(Pointing dataset records)

○ ○ ○ ○ ○

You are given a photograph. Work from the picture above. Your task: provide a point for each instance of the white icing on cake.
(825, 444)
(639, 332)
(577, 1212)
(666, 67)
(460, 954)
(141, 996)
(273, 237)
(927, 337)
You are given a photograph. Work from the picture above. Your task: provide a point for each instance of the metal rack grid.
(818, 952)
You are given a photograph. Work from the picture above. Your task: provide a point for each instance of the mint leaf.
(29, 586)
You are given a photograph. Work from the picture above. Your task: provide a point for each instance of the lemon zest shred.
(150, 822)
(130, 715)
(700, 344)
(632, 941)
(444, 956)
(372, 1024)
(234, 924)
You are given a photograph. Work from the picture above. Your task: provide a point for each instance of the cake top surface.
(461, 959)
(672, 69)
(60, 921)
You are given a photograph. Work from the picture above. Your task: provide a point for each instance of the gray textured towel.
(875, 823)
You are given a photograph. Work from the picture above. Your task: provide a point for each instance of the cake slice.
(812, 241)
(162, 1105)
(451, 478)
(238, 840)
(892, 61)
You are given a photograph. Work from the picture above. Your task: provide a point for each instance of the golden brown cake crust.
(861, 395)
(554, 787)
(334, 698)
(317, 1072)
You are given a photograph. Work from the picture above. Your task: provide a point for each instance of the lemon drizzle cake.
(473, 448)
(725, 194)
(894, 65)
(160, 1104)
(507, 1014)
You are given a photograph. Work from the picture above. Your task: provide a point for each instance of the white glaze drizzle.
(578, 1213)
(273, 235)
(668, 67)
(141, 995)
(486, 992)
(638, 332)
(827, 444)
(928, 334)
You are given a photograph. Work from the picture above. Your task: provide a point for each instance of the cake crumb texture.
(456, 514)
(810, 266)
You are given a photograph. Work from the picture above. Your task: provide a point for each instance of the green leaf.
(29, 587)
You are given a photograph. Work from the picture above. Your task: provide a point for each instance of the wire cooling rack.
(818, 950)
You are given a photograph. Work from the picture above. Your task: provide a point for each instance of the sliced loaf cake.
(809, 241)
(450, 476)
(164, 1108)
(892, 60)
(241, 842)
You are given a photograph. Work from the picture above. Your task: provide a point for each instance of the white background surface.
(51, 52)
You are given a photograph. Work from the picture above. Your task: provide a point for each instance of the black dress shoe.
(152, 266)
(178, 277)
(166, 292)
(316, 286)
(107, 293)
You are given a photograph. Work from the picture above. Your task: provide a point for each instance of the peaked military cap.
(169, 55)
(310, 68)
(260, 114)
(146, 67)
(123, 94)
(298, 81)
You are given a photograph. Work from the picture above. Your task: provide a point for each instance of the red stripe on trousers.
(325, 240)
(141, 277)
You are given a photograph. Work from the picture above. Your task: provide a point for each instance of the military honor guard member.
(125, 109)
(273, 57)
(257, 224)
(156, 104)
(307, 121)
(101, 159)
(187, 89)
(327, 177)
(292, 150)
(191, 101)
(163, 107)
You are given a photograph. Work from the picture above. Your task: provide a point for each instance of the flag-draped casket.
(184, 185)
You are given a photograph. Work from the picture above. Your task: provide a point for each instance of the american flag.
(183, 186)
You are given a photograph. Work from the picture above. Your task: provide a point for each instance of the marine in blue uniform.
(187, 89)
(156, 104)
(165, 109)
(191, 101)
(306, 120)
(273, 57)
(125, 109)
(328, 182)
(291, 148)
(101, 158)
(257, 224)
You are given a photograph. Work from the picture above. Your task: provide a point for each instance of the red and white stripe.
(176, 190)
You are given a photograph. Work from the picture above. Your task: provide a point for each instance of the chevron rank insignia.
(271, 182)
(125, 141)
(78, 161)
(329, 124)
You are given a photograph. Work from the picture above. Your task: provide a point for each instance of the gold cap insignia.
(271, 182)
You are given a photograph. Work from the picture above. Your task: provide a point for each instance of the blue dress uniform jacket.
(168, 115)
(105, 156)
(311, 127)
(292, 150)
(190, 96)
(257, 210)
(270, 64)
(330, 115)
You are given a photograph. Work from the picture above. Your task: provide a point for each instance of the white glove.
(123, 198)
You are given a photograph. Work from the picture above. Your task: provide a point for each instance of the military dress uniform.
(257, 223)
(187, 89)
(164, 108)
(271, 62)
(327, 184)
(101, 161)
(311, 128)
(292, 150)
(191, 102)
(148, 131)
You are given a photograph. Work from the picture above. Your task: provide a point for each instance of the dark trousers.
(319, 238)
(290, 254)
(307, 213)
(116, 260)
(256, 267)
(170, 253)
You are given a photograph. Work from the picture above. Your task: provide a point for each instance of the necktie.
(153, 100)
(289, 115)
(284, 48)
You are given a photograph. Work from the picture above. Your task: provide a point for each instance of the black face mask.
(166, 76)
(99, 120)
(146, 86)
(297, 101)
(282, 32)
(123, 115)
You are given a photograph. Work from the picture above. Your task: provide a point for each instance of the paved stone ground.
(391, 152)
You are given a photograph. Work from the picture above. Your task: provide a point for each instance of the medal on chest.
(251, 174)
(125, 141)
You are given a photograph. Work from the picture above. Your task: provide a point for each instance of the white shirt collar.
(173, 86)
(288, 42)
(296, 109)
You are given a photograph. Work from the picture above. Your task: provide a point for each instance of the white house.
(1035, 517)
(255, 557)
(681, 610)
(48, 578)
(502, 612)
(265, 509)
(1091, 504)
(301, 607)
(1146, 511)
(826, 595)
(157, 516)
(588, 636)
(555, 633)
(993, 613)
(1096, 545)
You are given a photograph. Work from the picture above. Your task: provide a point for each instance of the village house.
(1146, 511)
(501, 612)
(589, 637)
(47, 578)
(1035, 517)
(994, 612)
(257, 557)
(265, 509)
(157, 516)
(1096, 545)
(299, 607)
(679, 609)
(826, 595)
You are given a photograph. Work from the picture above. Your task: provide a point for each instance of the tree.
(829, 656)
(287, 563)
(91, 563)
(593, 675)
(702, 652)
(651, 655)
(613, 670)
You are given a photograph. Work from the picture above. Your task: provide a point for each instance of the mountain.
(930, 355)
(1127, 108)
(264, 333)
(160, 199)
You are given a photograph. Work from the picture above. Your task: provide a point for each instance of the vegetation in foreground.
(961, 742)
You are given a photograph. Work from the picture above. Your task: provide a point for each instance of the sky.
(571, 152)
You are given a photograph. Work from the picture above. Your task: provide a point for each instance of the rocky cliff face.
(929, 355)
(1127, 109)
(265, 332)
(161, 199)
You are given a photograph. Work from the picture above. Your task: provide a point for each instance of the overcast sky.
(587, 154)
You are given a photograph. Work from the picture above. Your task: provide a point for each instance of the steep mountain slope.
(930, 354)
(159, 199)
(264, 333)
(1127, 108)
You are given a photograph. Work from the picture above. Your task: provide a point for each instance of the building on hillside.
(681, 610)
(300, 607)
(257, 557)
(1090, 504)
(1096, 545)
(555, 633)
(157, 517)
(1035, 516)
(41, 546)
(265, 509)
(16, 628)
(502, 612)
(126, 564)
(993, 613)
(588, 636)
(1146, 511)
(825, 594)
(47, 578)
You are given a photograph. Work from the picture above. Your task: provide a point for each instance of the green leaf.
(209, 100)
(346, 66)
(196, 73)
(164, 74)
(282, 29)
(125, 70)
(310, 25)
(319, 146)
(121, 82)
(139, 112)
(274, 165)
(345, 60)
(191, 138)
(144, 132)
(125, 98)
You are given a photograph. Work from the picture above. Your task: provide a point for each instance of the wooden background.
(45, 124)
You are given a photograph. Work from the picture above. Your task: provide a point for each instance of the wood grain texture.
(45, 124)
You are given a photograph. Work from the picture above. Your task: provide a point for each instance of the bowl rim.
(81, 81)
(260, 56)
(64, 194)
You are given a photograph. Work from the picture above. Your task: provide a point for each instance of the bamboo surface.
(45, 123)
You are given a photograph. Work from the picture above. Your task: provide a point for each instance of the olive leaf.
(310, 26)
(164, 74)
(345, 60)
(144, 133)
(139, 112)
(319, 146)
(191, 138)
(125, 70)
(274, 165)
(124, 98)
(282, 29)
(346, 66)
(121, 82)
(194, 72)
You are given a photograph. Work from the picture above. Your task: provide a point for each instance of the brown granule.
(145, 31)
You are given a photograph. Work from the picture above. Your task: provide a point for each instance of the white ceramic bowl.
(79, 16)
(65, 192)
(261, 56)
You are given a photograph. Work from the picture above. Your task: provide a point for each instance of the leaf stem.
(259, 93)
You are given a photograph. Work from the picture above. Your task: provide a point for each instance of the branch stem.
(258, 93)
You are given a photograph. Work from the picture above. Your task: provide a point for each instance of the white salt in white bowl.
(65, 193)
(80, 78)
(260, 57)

○ ○ ○ ○ ○

Task statement: Beginning at the line that holds "the wooden background.", write out word for word each line through the end of the records.

Result:
You are given a photograph. Work from the picture above. Your task: provide a point for each instance of the wooden background.
(45, 124)
You are given a photograph. Work from the picture above. Your task: provide a point for each instance of the wood grain texture.
(45, 124)
You are given a photograph. Work from the picture above. Your task: provide a point for each instance of the bowl rim.
(81, 81)
(260, 56)
(64, 194)
You are given a photograph. Work from the picture above. Your task: provide a point for each instance of the bamboo surface.
(45, 123)
You are given a photograph. Work from the picture above. Your task: provide a point for each instance of the olive leaf.
(310, 26)
(164, 74)
(345, 60)
(144, 133)
(139, 112)
(319, 146)
(191, 138)
(125, 70)
(274, 165)
(124, 98)
(282, 29)
(346, 66)
(121, 82)
(194, 72)
You are given a photograph. Work from the picture above. Your task: provide a point for each instance of the brown granule.
(145, 31)
You are given a photograph. Work from the picture above. Your task: provide a point for each instance of the white ceramic bowl.
(79, 16)
(65, 192)
(261, 56)
You are given a photograph. Work from the picture above. Your task: provide a point for each instance of the leaf stem.
(259, 93)
You are given a photograph. Work from the picture above. Your task: provide a point for each instance of the branch stem.
(258, 93)
You are given a photograph. Work from the picture above. Your task: provide a point for each instance of the white salt in white bowl.
(65, 193)
(80, 78)
(260, 57)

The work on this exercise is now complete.